*Problem description*.
From the first line to the last, copy the data below word for word.
● ● ●
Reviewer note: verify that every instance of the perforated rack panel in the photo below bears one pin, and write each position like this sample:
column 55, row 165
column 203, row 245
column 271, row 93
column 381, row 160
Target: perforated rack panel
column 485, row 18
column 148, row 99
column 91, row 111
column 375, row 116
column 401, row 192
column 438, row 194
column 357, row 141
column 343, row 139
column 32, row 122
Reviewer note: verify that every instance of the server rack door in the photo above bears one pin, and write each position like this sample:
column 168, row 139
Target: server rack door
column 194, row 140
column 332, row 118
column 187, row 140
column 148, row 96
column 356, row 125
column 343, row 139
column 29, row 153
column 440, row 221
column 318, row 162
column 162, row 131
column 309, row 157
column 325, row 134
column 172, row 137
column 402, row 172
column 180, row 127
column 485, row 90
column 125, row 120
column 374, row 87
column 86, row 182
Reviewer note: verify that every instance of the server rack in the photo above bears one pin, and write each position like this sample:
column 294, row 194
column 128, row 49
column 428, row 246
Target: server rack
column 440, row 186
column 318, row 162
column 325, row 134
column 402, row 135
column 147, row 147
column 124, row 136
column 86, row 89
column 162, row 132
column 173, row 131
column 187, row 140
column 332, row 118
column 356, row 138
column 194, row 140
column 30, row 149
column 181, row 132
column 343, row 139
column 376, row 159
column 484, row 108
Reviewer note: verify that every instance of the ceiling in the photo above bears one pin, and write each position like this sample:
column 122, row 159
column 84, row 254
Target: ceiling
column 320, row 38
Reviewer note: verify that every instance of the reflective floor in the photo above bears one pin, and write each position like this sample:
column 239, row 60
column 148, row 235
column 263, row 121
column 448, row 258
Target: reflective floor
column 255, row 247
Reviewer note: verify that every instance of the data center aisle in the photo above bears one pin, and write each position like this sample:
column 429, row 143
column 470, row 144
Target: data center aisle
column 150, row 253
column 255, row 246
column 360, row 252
● ● ●
*Answer for this exercise*.
Reviewer note: verify that every instance of the perforated rack panel in the photo below bears one pin, and write each position like this sample:
column 55, row 165
column 203, row 245
column 271, row 93
column 381, row 160
Target: perforated rack panel
column 485, row 18
column 148, row 99
column 91, row 111
column 375, row 116
column 401, row 192
column 438, row 194
column 357, row 141
column 343, row 139
column 32, row 122
Reviewer note: verify that every instance of the server rack door in the photo above bears one pin, and write each position like this sample:
column 168, row 139
Target: server rack door
column 194, row 140
column 332, row 118
column 187, row 140
column 148, row 96
column 356, row 125
column 343, row 139
column 29, row 153
column 440, row 221
column 318, row 162
column 162, row 131
column 309, row 157
column 325, row 134
column 172, row 137
column 402, row 172
column 180, row 127
column 485, row 90
column 125, row 120
column 374, row 87
column 86, row 182
Reviewer note: verify that every instance of the server rack in the photo above bears one pin, and write each position like this sample:
column 294, row 194
column 128, row 49
column 428, row 246
Target: server rack
column 440, row 186
column 318, row 162
column 325, row 134
column 402, row 135
column 147, row 147
column 124, row 136
column 86, row 89
column 162, row 132
column 173, row 131
column 187, row 140
column 332, row 118
column 356, row 138
column 194, row 140
column 30, row 149
column 181, row 132
column 343, row 139
column 376, row 159
column 484, row 108
Reviewer note: verify that every instance of the ceiling in the photo above bears one pin, and write each position like this sample:
column 122, row 159
column 84, row 254
Target: ceiling
column 320, row 38
Reviewer note: verify that every instance of the reflective floor in the photo above bears one pin, and write each position like this sample:
column 239, row 60
column 148, row 235
column 263, row 121
column 448, row 258
Target: reflective floor
column 255, row 247
Reviewer note: verify that every instance of the data center aisle in the photo above bears one pin, and write each position like this sample:
column 429, row 143
column 470, row 144
Target: data center aisle
column 150, row 253
column 255, row 246
column 360, row 252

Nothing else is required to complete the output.